#### What you are asked to do:
Scan the records beneath this line for the line holding "Please indicate the cookie" and the line holding "Please indicate the window blind", then transcribe exactly those two and all lines between.
· · · ·
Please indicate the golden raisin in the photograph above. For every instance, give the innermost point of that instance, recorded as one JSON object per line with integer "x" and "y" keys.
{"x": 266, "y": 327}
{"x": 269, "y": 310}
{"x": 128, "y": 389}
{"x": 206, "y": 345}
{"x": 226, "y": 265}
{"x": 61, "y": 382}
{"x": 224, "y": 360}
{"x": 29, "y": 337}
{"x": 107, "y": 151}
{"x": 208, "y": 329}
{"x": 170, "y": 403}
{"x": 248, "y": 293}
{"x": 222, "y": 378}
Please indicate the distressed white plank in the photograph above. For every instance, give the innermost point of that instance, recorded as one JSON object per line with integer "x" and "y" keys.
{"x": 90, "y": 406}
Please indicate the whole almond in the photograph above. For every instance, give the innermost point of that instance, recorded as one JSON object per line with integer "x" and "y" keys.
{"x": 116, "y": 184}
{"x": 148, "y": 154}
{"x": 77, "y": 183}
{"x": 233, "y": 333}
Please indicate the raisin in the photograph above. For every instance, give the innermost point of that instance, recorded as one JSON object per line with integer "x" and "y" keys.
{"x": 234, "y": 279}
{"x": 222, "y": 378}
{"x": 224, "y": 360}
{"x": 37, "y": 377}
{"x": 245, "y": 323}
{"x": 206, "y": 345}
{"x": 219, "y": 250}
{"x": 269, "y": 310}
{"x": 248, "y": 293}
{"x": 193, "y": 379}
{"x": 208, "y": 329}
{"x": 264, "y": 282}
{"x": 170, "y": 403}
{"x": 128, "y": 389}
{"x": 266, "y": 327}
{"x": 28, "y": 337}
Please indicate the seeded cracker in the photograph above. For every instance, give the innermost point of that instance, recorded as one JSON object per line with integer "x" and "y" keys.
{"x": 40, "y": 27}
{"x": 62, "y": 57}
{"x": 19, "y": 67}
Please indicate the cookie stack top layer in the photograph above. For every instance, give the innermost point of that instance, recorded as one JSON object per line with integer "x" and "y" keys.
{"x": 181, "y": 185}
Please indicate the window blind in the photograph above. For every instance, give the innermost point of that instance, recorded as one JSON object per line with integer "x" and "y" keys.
· · · ·
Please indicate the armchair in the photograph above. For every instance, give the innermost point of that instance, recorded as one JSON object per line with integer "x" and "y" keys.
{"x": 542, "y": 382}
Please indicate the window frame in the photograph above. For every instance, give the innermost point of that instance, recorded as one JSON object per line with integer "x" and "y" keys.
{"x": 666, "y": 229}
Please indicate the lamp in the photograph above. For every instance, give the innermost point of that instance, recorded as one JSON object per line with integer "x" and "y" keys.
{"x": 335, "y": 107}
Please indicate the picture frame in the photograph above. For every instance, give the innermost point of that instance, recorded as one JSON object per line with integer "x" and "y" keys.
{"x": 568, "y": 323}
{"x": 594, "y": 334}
· · · ·
#### Solution for this problem:
Please indicate the cookie stack top layer in the photograph above. For every instance, give the innermost point of that instance, recorded as one JSON object per line with integer "x" and "y" keys.
{"x": 181, "y": 185}
Please indicate the window blind in the photograph above. For every instance, give the innermost point of that instance, recorded as one JSON object per line with integer "x" and "y" keys.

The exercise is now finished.